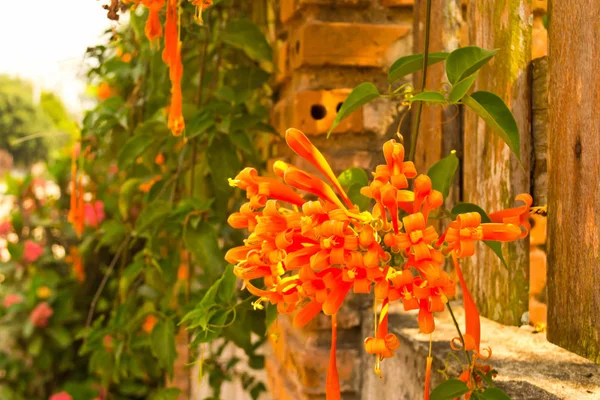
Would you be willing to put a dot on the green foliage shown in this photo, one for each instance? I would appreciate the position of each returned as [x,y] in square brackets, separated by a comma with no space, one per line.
[163,344]
[462,66]
[465,61]
[409,64]
[442,173]
[245,35]
[496,247]
[496,114]
[450,389]
[428,97]
[23,123]
[360,95]
[460,89]
[166,200]
[63,123]
[40,358]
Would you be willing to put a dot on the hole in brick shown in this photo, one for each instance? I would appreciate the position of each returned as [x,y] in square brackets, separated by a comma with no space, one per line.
[317,111]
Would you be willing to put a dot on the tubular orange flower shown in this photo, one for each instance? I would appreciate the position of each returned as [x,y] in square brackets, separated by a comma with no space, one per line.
[518,216]
[201,5]
[309,183]
[153,28]
[75,259]
[310,257]
[149,323]
[305,149]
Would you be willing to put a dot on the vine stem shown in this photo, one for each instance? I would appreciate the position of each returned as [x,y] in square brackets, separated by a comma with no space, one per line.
[462,340]
[111,267]
[415,132]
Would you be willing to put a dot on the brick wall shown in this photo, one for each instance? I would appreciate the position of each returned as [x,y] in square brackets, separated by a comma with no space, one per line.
[325,48]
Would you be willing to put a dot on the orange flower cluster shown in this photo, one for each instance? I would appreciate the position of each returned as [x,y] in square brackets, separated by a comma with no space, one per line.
[172,52]
[312,253]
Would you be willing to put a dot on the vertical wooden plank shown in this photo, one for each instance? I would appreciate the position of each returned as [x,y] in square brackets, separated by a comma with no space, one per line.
[574,177]
[492,176]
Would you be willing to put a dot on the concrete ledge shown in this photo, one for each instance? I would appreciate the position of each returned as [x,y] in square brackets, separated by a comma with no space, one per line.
[529,367]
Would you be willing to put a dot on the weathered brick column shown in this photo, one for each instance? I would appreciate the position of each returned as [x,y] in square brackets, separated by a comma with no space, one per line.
[325,48]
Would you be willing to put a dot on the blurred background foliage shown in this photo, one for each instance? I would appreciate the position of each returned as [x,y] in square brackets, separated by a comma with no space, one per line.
[155,217]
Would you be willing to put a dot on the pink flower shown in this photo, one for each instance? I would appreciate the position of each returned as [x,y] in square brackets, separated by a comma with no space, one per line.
[61,396]
[94,213]
[113,169]
[12,299]
[32,252]
[41,314]
[5,227]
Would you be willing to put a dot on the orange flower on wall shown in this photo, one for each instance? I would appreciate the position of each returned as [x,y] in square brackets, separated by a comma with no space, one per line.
[311,254]
[104,91]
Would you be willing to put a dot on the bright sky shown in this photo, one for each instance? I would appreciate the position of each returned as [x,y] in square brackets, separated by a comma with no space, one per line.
[44,41]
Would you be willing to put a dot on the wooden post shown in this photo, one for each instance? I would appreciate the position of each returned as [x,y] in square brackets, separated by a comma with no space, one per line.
[574,177]
[492,176]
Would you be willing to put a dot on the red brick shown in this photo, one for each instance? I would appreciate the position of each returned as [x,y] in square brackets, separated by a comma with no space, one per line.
[313,112]
[340,43]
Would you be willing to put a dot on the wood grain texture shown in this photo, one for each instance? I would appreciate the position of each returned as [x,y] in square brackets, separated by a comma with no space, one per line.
[492,176]
[574,177]
[539,129]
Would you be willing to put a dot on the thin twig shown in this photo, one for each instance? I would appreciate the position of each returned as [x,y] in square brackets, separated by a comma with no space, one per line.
[462,340]
[415,132]
[111,267]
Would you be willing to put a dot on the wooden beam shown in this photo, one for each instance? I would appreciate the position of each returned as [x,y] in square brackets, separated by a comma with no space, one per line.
[492,175]
[574,177]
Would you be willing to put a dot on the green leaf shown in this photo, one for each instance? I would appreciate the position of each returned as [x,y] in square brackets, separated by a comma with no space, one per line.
[227,285]
[163,344]
[428,97]
[442,173]
[360,95]
[412,63]
[132,149]
[495,394]
[113,233]
[460,89]
[152,215]
[496,114]
[449,389]
[165,394]
[202,242]
[245,35]
[465,61]
[224,164]
[60,335]
[496,247]
[128,189]
[353,176]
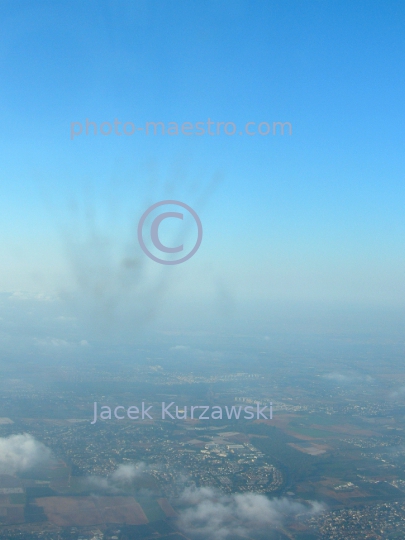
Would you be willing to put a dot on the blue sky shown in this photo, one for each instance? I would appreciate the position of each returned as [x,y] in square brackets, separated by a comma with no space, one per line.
[318,215]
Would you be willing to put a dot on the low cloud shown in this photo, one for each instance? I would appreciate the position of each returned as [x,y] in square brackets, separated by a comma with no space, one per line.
[211,514]
[120,479]
[347,377]
[19,453]
[399,393]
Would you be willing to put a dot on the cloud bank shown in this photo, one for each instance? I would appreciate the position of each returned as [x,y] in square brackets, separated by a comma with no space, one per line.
[121,478]
[215,516]
[19,453]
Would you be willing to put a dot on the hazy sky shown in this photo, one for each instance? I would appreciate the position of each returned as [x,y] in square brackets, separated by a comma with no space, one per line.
[318,215]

_WORK ITEM_
Word for word, restate the records above and drop the pictures.

_EXERCISE OUTPUT_
Would you be willing to put a dot on the green foliage shown in this photo, one for each instance? I would appreciate the position of each returned as [x,y] in square brackets, separated by a comma with no space, one per line.
[163,344]
[462,66]
[465,61]
[409,64]
[442,173]
[245,35]
[496,247]
[496,114]
[450,389]
[428,97]
[23,123]
[360,95]
[460,89]
[166,200]
[63,123]
[40,358]
Would you be willing to put a dot on the hole in brick shown in this photo, one for each instance? I would appreciate the position of each returned as [x,y] in square brackets, separated by a comma with no space, one per line.
[317,111]
Would you be willing to put a dot on the tubular orange flower shown in this photo, one for each instance? I would appreciate the position of each returned as [x,y] in square brackets, separated by a comma with no space, one per line.
[518,216]
[201,5]
[309,183]
[153,28]
[75,259]
[310,257]
[149,323]
[305,149]
Would you be willing to put a dot on the vine stem shown in this photo, one for each instance? I would appreciate the position of each returned as [x,y] in square brackets, separated by a comma with no space, one per line.
[462,340]
[111,267]
[415,132]
Would you be willing to put a dot on the brick wall shown in this photo, one for each instance? I would appreciate the position of each returned as [x,y] in square brackets, separated by a comma with no space, one per line.
[325,48]
Would you be willing to put a dot on the orange flower cluster shown in this photo, one for each instance? I would appreciate the position of each returned as [x,y] in square brackets, separated by a comma with no space, one per line.
[172,52]
[312,253]
Would you be willing to put a dot on the vertical wooden plank shown in this photo, one for each instance? I would appreciate the position of each returned as [x,y] in square brackets, separated by a comma with no space, one per line.
[574,177]
[492,176]
Would you be willing to put a dot on the concrete ledge shown in this photo, one for each instance? I would appreciate the position of each returned as [x,y] in square brackets, separated by a comma with no space, one per line.
[529,367]
Would you be willing to put a dot on the weathered brick column shown in this photo, one for each instance? I would appreciate the position of each returned as [x,y] in square brackets, separated by a comma with no space, one per line.
[325,48]
Would you be willing to put a dot on the blurred background foliage shown in this photo, one for each instance? I would appreciate the position of each returned as [x,y] in square brackets, separated by a comma with no space, one per line.
[155,217]
Would you be willing to put a dot on the pink flower shown in this photo, one for each instance? I would appreciate the position of each returned as [x,y] in square brackets, separated by a comma with no space, one per line.
[61,396]
[94,213]
[113,169]
[12,299]
[32,252]
[41,314]
[5,227]
Would you be willing to put a dot on the orange flower on wall shown in this photo, one for each instance? I would appreciate the position of each returned as [x,y] in square brackets, separated by a comma with no space, one per line.
[311,254]
[104,91]
Would you be willing to put a dot on the bright sky shown in this photo, one for each instance? I would appreciate the position of each returned as [x,y] in square brackets, separated by a comma with no space, one per line.
[44,41]
Would you be willing to put a dot on the wooden post shown in this photo, one for each instance? I would appreciate the position of each returned as [x,y] in square brackets, separated by a comma with no space, one per line.
[574,177]
[492,176]
Would you be willing to put a dot on the red brick shown in this photo, one for each instance? I would appreciate the position of each returned as [x,y] in square brackets, separated by a comma with no space, one per line.
[313,112]
[340,43]
Would you be willing to put a dot on the wood grain texture shown in this photo, one for each instance? I would appreciate the position of each returned as [x,y] in square brackets, separated by a comma with no space, one per line.
[492,176]
[574,177]
[539,129]
Would you be willing to put a dot on the thin twig shown in this photo, one for each instance? I would appreciate the position of each returned as [x,y] in square brackets, separated by a comma with no space, one per line.
[462,340]
[415,132]
[111,267]
Would you be willing to put a dot on the wooden beam shown in this photo, one for each instance? I would appreciate the position of each returned as [x,y] in square brackets, separated by a comma with no space, one per line.
[492,175]
[574,177]
Would you be willing to put a dot on the green leaf shown in this photo, one for each instance? I would appreciate the position of each returned as [x,y] in square brackets, separated by a comma with no space, one per line.
[227,285]
[163,344]
[428,97]
[442,173]
[360,95]
[412,63]
[132,149]
[495,394]
[113,233]
[460,89]
[152,215]
[496,114]
[449,389]
[165,394]
[202,242]
[245,35]
[465,61]
[224,164]
[60,335]
[496,247]
[128,189]
[353,176]
Would you be willing to put a dot on the blue sky shown in this photo, one for each instance? I would appreciate the position of each returned as [x,y] in square brackets, separated by a comma with no space, one per line.
[318,215]
Would you be willing to put a dot on the low cloud shown in this photo, one for each instance? I would appreciate the position of each returned as [x,y] in square brackets, separated by a comma with no space, one per line.
[211,514]
[120,479]
[347,377]
[19,453]
[399,393]
Would you be willing to put a dot on the cloud bank shown in this photo, one for each instance? I would appreciate the position of each returned as [x,y] in square brackets, separated by a comma with no space, one per line.
[121,478]
[215,516]
[19,453]
Would you be willing to put a dot on the hazy sky shown in this photo, one for each instance? I would appreciate the position of each returned as [x,y] in square brackets, separated by a comma with no space, one per line.
[318,215]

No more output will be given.